### EXERCISE REQUIREMENTS:
Pull out every line below that holds the word "query".

Recorded data:
▬▬▬▬▬▬▬▬▬▬

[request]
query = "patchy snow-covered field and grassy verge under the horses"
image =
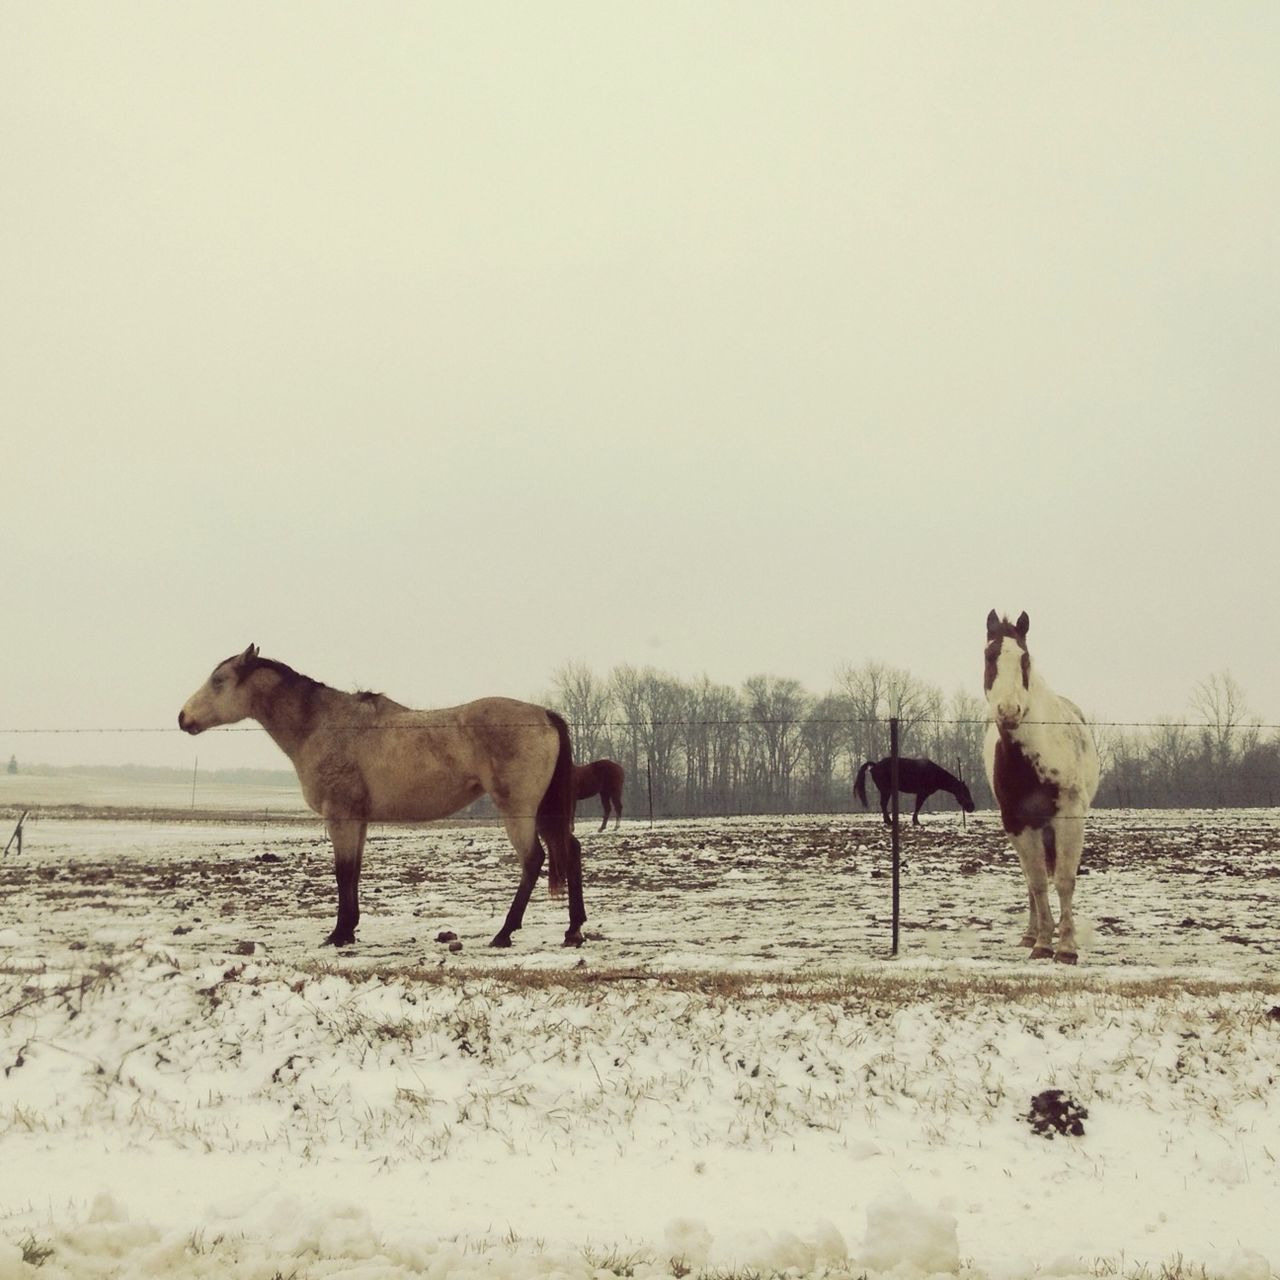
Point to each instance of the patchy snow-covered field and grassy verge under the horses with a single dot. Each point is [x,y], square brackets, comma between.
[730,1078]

▬▬▬▬▬▬▬▬▬▬

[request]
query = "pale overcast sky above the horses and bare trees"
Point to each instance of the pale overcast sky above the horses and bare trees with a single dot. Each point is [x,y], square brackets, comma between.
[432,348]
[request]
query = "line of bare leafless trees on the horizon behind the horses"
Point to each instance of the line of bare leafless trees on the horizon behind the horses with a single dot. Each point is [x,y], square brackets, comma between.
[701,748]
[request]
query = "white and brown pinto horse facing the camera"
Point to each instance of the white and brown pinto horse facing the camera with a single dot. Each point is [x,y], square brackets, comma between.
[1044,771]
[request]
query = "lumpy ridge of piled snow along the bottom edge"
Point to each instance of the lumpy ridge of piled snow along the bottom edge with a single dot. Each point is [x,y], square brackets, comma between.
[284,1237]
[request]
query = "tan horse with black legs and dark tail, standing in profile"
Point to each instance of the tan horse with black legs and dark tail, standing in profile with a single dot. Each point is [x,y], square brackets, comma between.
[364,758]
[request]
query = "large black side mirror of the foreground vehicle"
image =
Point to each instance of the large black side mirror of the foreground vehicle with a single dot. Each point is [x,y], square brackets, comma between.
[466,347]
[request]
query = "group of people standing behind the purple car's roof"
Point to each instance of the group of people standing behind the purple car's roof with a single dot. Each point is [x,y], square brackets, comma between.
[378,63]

▬▬▬▬▬▬▬▬▬▬

### RESULT OF THIS EXERCISE:
query = "patchy snow-covered field and grassy verge under the horses"
query = "pale overcast sky above the horses and bare trees"
query = "line of bare leafless trees on the horizon behind the horses"
query = "white and brown pinto horse facing the camera"
query = "lumpy ridge of piled snow along the bottom edge"
query = "tan horse with black legs and dark tail, standing in profile"
query = "large black side mirror of the foreground vehicle"
query = "group of people standing behind the purple car's roof"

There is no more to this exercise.